DIRECTIVES:
**a)** Please extract the passage of the TensorFlow Image Models page starting with "Test Status" and going on through "the recent ConvNeXt.", word for word.
**b)** Continue the TensorFlow Image Models page from the point where it stops.

══ PROVIDED PASSAGE

TensorFlow port of PyTorch Image Models (timm) - image models with pretrained weights

These details have not been verified by PyPI

Project links

Project description

TensorFlow Image Models

Test Status

Introduction
Usage
Models
Profiling
License

Introduction

TensorFlow Image Models (tfimm) is a collection of image models with pretrained weights, obtained by porting architectures from timm to TensorFlow. The hope is that the number of available architectures will grow over time. For now, it contains vision transformers (ViT, DeiT, CaiT, PVT and Swin Transformers), MLP-Mixer models (MLP-Mixer, ResMLP, gMLP, PoolFormer and ConvMixer) and various ResNet flavours (ResNet, ResNeXt, ECA-ResNet, SE-ResNet) as well as the recent ConvNeXt.

════
══ ENTRIES

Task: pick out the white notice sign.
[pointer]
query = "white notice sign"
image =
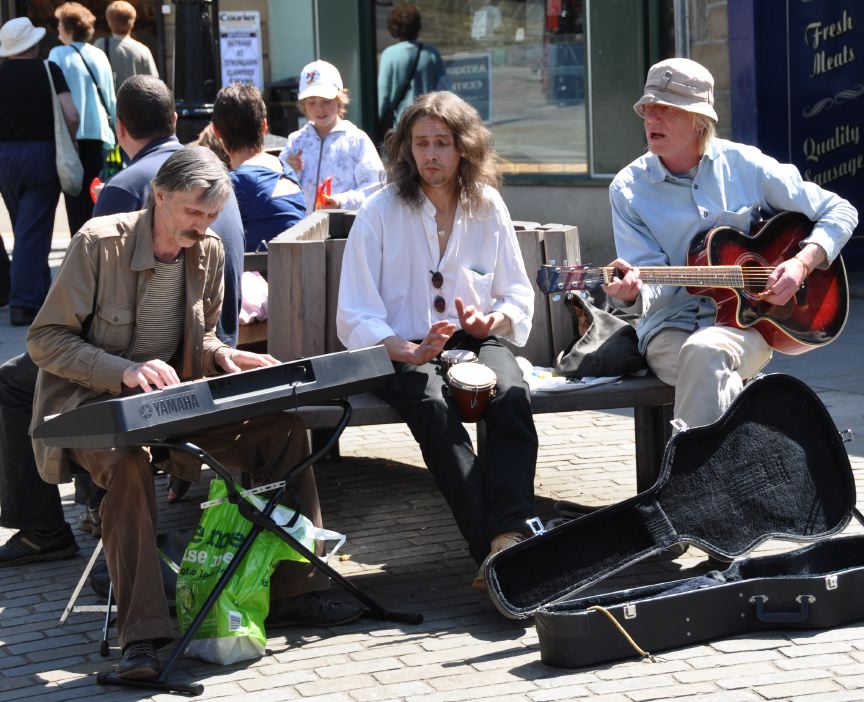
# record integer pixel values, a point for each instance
(240, 47)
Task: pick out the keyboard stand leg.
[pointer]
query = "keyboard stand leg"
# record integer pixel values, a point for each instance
(261, 521)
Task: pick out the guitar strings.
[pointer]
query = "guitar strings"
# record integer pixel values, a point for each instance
(734, 276)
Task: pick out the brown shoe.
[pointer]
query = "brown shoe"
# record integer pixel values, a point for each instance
(499, 543)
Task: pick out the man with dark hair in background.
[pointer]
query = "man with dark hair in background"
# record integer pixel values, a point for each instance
(145, 128)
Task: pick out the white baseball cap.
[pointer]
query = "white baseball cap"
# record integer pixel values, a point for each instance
(319, 79)
(19, 35)
(680, 83)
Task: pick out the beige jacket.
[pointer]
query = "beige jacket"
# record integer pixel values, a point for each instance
(84, 331)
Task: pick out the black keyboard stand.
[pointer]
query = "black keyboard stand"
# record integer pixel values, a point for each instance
(261, 521)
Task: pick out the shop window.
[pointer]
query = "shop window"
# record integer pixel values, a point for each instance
(521, 63)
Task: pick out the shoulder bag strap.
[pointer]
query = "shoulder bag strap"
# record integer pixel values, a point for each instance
(408, 80)
(95, 83)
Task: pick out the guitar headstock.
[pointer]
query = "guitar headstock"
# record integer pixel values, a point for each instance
(558, 279)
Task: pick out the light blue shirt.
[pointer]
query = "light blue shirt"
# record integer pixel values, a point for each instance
(94, 122)
(655, 216)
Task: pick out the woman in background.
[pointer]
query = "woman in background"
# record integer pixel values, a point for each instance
(28, 179)
(407, 69)
(89, 76)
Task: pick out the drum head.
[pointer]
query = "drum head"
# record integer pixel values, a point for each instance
(471, 375)
(454, 356)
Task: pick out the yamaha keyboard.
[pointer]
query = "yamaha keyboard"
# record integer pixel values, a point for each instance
(193, 406)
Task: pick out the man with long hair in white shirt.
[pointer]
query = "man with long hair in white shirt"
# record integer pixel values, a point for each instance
(432, 263)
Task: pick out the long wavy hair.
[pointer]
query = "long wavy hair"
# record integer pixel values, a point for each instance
(478, 166)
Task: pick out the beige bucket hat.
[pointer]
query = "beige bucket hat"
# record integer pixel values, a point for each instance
(680, 83)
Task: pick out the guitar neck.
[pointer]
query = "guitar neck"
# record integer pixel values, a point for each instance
(699, 276)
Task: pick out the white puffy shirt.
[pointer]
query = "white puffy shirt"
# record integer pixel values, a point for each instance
(346, 154)
(392, 250)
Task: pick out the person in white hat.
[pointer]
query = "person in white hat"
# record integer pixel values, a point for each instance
(688, 182)
(29, 187)
(336, 161)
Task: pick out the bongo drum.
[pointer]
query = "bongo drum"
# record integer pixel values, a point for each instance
(451, 357)
(472, 385)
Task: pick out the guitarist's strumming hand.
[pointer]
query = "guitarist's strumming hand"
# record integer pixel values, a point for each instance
(405, 351)
(626, 288)
(787, 278)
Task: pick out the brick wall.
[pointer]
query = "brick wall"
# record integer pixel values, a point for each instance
(709, 45)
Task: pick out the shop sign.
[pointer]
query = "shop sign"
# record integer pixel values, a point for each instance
(240, 47)
(470, 77)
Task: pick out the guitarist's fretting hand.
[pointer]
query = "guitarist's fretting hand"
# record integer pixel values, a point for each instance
(625, 289)
(789, 276)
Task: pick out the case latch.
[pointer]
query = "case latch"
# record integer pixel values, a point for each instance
(679, 424)
(536, 526)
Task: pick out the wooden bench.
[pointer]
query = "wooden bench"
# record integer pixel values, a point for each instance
(304, 264)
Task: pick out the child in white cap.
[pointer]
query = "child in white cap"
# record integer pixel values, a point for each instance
(330, 146)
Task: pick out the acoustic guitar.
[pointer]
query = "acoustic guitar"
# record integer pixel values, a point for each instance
(732, 268)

════

IN RESPONSE:
**a)**
Test Status

Introduction
Usage
Models
Profiling
License

Introduction

TensorFlow Image Models (tfimm) is a collection of image models with pretrained weights, obtained by porting architectures from timm to TensorFlow. The hope is that the number of available architectures will grow over time. For now, it contains vision transformers (ViT, DeiT, CaiT, PVT and Swin Transformers), MLP-Mixer models (MLP-Mixer, ResMLP, gMLP, PoolFormer and ConvMixer) and various ResNet flavours (ResNet, ResNeXt, ECA-ResNet, SE-ResNet) as well as the recent ConvNeXt.

**b)**
This work would not have been possible wihout Ross Wightman's timm library and the work on PyTorch/TensorFlow interoperability in HuggingFace's transformer repository. I tried to make sure all source material is acknowledged. Please let me know if I have missed something.

Usage

Installation

The package can be installed via pip,

pip install tfimm

To load pretrained weights, timm needs to be installed separately.

Creating models

To load pretrained models use

import tfimm

model = tfimm.create_model("vit_tiny_patch16_224", pretrained="timm")

We can list available models with pretrained weights via

import tfimm

print(tfimm.list_models(pretrained="timm"))

Most models are pretrained on ImageNet or ImageNet-21k. If we want to use them for other tasks we need to change the number of classes in the classifier or remove the classifier altogether. We can do this by setting the nb_classes parameter in create_model. If nb_classes=0, the model will have no classification layer. If nb_classes is set to a value different from the default model config, the classification layer will be randomly initialized, while all other weights will be copied from the pretrained model.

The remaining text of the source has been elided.